**Stated task**
Write out every entry exactly as it stands.

**Data in this exercise**
══════════════════════════════

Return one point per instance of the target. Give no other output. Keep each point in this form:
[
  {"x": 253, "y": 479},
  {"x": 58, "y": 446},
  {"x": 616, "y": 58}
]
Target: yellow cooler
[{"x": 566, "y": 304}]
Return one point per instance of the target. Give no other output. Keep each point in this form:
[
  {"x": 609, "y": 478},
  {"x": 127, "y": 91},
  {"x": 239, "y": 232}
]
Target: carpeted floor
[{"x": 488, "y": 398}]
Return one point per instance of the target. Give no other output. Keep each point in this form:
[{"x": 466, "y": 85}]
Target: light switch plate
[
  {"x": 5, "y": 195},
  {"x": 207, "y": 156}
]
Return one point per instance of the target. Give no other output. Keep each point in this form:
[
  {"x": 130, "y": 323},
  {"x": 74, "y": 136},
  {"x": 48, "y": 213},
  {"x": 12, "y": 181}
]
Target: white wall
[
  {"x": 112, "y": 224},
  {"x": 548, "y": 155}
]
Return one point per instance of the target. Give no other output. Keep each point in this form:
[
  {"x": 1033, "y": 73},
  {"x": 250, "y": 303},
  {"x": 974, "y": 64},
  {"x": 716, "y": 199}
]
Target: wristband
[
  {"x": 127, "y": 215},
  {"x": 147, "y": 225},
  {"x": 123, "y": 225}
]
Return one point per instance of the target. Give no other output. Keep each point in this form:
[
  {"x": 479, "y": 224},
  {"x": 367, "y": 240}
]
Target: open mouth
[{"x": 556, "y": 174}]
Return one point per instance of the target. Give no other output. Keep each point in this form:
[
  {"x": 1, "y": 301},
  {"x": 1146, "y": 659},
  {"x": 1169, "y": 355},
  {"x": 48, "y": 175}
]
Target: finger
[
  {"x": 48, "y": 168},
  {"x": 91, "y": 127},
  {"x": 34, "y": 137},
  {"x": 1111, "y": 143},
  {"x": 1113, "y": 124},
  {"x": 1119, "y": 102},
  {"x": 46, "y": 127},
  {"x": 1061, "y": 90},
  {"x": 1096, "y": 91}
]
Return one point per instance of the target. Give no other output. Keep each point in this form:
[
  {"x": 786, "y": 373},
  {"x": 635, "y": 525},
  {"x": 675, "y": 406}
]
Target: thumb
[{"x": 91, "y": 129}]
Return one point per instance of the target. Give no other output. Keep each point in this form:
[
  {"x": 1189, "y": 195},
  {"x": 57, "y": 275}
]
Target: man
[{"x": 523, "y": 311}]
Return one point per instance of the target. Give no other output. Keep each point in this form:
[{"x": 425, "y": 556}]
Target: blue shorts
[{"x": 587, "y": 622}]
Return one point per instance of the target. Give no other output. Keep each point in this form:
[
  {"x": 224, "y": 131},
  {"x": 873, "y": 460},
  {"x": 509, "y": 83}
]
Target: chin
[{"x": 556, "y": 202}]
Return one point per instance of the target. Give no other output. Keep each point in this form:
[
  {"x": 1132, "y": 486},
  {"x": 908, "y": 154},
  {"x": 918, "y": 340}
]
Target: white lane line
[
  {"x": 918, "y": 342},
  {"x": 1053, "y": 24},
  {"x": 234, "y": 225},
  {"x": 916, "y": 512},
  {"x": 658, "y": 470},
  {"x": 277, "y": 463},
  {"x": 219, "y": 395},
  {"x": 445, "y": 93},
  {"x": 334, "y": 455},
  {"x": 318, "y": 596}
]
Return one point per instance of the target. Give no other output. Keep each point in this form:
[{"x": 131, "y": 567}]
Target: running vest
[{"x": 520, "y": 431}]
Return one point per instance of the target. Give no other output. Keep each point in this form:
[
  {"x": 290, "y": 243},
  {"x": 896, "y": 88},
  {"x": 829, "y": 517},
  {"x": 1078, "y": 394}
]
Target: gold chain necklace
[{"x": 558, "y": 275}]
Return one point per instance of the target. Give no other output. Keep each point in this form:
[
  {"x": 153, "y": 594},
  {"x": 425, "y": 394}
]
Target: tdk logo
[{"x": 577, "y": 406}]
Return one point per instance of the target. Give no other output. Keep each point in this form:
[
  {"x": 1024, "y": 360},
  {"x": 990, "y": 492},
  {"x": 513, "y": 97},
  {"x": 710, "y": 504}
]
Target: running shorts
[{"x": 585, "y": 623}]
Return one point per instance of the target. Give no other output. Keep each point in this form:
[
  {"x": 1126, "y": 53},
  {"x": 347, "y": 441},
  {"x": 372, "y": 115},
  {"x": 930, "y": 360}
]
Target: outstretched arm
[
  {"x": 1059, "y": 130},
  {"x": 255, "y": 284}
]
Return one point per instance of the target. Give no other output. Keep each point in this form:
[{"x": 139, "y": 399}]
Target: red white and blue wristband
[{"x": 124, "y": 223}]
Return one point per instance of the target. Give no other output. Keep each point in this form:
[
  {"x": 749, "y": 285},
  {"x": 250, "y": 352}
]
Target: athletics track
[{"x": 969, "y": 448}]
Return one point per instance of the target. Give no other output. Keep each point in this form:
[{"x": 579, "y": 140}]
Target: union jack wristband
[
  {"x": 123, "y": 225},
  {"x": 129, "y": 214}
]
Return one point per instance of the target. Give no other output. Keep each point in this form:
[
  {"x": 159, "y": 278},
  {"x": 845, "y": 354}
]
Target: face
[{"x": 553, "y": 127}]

══════════════════════════════

**Completed task**
Return one point per instance of the target. Give no other output. Keep each point in this form:
[
  {"x": 253, "y": 479},
  {"x": 58, "y": 446},
  {"x": 616, "y": 58}
]
Target: yellow cooler
[{"x": 566, "y": 304}]
Return one point per instance of the target. Give no other output. Keep each point in this form:
[
  {"x": 609, "y": 478},
  {"x": 127, "y": 91},
  {"x": 239, "y": 232}
]
Target: carpeted floor
[{"x": 488, "y": 398}]
Return one point per instance of the target. Give no other output. Keep each point in this form:
[{"x": 466, "y": 85}]
Target: light switch plate
[
  {"x": 5, "y": 195},
  {"x": 207, "y": 156}
]
Return one point per instance of the target. Give no other output. Keep each point in this form:
[
  {"x": 130, "y": 323},
  {"x": 74, "y": 136},
  {"x": 48, "y": 213},
  {"x": 12, "y": 181}
]
Target: white wall
[
  {"x": 112, "y": 224},
  {"x": 548, "y": 155}
]
Return one point per instance of the target. Give no other output. Keep each point in this form:
[
  {"x": 1033, "y": 73},
  {"x": 250, "y": 303},
  {"x": 974, "y": 64},
  {"x": 716, "y": 199}
]
Target: wristband
[
  {"x": 127, "y": 215},
  {"x": 147, "y": 225},
  {"x": 123, "y": 225}
]
Return one point per instance of the target. Give no other output. Keep each point in this form:
[
  {"x": 479, "y": 224},
  {"x": 367, "y": 240}
]
Target: open mouth
[{"x": 556, "y": 174}]
Return one point per instance of the target. Give no other output. Keep each point in this form:
[
  {"x": 1, "y": 301},
  {"x": 1146, "y": 659},
  {"x": 1169, "y": 355},
  {"x": 48, "y": 175}
]
Target: finger
[
  {"x": 48, "y": 168},
  {"x": 91, "y": 127},
  {"x": 34, "y": 137},
  {"x": 1111, "y": 143},
  {"x": 1113, "y": 124},
  {"x": 1119, "y": 102},
  {"x": 46, "y": 127},
  {"x": 1061, "y": 90},
  {"x": 1096, "y": 91}
]
Return one point per instance of the target. Give no other output. Keep each point in this form:
[
  {"x": 786, "y": 373},
  {"x": 635, "y": 525},
  {"x": 675, "y": 406}
]
Target: thumb
[{"x": 91, "y": 129}]
Return one point per instance of the target. Give no other output. Keep each point in this form:
[
  {"x": 1189, "y": 195},
  {"x": 57, "y": 275}
]
Target: man
[{"x": 523, "y": 311}]
Return one point per instance of the target. Give no other output. Keep each point in this form:
[{"x": 425, "y": 556}]
Target: blue shorts
[{"x": 587, "y": 622}]
Return one point per instance of the target. Give no other output. Keep each point in this form:
[
  {"x": 224, "y": 131},
  {"x": 873, "y": 460},
  {"x": 509, "y": 83}
]
Target: chin
[{"x": 556, "y": 202}]
Return one point per instance of the target. Give no other output. Keep each point in this form:
[
  {"x": 1132, "y": 486},
  {"x": 908, "y": 154},
  {"x": 918, "y": 340}
]
Target: white lane line
[
  {"x": 918, "y": 342},
  {"x": 1053, "y": 24},
  {"x": 234, "y": 225},
  {"x": 916, "y": 512},
  {"x": 658, "y": 470},
  {"x": 277, "y": 463},
  {"x": 219, "y": 395},
  {"x": 445, "y": 93},
  {"x": 334, "y": 455},
  {"x": 318, "y": 596}
]
Return one point per instance of the target. Give no other output. Keep each point in this form:
[{"x": 131, "y": 567}]
Target: running vest
[{"x": 520, "y": 431}]
Return one point per instance of the target. Give no other output. Keep each point in this form:
[
  {"x": 290, "y": 243},
  {"x": 896, "y": 88},
  {"x": 829, "y": 517},
  {"x": 1078, "y": 394}
]
Target: gold chain necklace
[{"x": 558, "y": 275}]
Return one point per instance of the target. Give no other output. Keep each point in this form:
[
  {"x": 153, "y": 594},
  {"x": 425, "y": 394}
]
Target: tdk logo
[{"x": 577, "y": 406}]
Return one point per instance of the target. Give no other output. Keep each point in this form:
[
  {"x": 1024, "y": 360},
  {"x": 990, "y": 492},
  {"x": 513, "y": 97},
  {"x": 710, "y": 504}
]
Target: running shorts
[{"x": 585, "y": 623}]
Return one point per instance of the target. Give no other output. Keep each point in this form:
[
  {"x": 1126, "y": 53},
  {"x": 347, "y": 441},
  {"x": 372, "y": 115},
  {"x": 930, "y": 360}
]
Target: outstretched arm
[
  {"x": 1059, "y": 130},
  {"x": 255, "y": 284}
]
Return one point per instance of the target. Give no other output. Keep each point in this form:
[{"x": 139, "y": 399}]
Target: red white and blue wristband
[{"x": 124, "y": 223}]
Return one point per instance of the target. Give no other output. Keep each point in this form:
[
  {"x": 749, "y": 285},
  {"x": 250, "y": 352}
]
Target: athletics track
[{"x": 969, "y": 448}]
Return one point per instance of the target. Give no other output. Keep each point in this form:
[{"x": 579, "y": 140}]
Target: union jack wristband
[
  {"x": 123, "y": 225},
  {"x": 129, "y": 214}
]
Return one point per instance of the target. Give no other output. Keep each point in this form:
[
  {"x": 159, "y": 278},
  {"x": 845, "y": 354}
]
Target: face
[{"x": 553, "y": 127}]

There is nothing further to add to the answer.